-- start of EXCERPT PROVIDED --

Considering ZRWA as a cache. As ZRWA is an abstraction of write buffer (i.e., cache), prior work that targets improving the efficiency (or hit rate) of caches [22, 72, 73, 98] could be utilized for better exploiting the ZRWA. However, there are two unique challenges in ZRWA scenarios. First, ZRWA has very limited sizes (e.g., 14 MB in ZN 540[16]), which can seldom utilize the temporal locality of existing workloads. In comparison, prior work [67, 73, 98] usually assumes a large buffer size. Second, ZRWA always evicts data in the leftmost

position (cf. § 3.1), while prior work [72] allows evicting any entry from the write buffer. Therefore, we have to choose the admission and eviction policies cautiously when adopting cache designs. In this paper, we take a ghost-cache-based design [28, 67, 94] for ZRWA, which has been proven to be useful (cf. § 5.4). We leave the exploration on more cache algorithms for future work.

-- end of EXCERPT PROVIDED --

### PROBLEMS
1) In the ZRWA excerpt, what size is given for the ZRWA in ZN 540?
2) Reproduce everything from "position (cf. §" down to "for future work." in the ZRWA excerpt, substituting "LRU-based" for "ghost-cache-based".
3) Proceed with the ZRWA cache passage, picking up after its final sentence.

-- start of DATA --

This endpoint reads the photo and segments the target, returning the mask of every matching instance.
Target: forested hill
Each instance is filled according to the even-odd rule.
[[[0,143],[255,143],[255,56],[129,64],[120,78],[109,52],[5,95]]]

-- end of DATA --

### ANSWERS TO EACH TASK
1) 14 MB

2)
position (cf. § 3.1), while prior work [72] allows evicting any entry from the write buffer. Therefore, we have to choose the admission and eviction policies cautiously when adopting cache designs. In this paper, we take a LRU-based design [28, 67, 94] for ZRWA, which has been proven to be useful (cf. § 5.4). We leave the exploration on more cache algorithms for future work.

3)
**Future ZNS designs.** We expect future ZNS SSDs can clearly point out the mappings between I/O channels and zones, which helps users exploit inter-zone parallelism (cf. § 3.3). One way to achieve this is piggybacking the mappings in NVMe completion queue entries (CQE) [69] of OPEN commands. Moreover, the emerging CXL techniques, that allow cache coherence and fast synchronization between the host and peripheral devices, may be helpful for making the shift of write pointer explicit, thereby enabling better I/O scheduling for exhausting intra-zone parallelism.

# 7 Conclusion

A deep analysis reveals that the existing interface choices of AFA are defective in terms of endurance, performance, and compatibility. Based on these lessons, we propose BIZA, a self-governing ZNS AFA that can benefit from the openness of ZNS interface whilst exposing the user-friendly block interface to upper-layer applications. BIZA achieves these by fully exploiting the emerging ZRWA feature and the internal parallelisms of ZNS SSDs. Our evaluation results reveal that BIZA mitigates write amplification by 42.7%, enhances throughput by 93.2%, and decreases tail latency by 62.8%, compared to the state-of-the-art AFA solutions.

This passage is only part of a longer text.